### Text-to-region grounding data
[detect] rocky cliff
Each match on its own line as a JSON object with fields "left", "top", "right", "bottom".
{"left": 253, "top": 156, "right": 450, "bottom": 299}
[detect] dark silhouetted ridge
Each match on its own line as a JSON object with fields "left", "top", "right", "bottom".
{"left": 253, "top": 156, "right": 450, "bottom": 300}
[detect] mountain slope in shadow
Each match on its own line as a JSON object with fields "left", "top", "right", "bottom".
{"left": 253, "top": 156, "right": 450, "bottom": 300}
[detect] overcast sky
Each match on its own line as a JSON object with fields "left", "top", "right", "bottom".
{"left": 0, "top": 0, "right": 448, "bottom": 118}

### Assigned task
Each entry above must be retyped exactly.

### Solution to this problem
[detect] rocky cliff
Each match on its own line as a JSON object with fields "left", "top", "right", "bottom".
{"left": 253, "top": 156, "right": 450, "bottom": 299}
[detect] dark silhouetted ridge
Each match on its own line as a JSON object with fields "left", "top", "right", "bottom".
{"left": 253, "top": 156, "right": 450, "bottom": 300}
[detect] mountain slope in shadow
Each match on its own line as a JSON object with fields "left", "top", "right", "bottom".
{"left": 253, "top": 156, "right": 450, "bottom": 300}
[detect] overcast sky
Each match on its own line as a JSON object with fields "left", "top", "right", "bottom".
{"left": 0, "top": 0, "right": 448, "bottom": 118}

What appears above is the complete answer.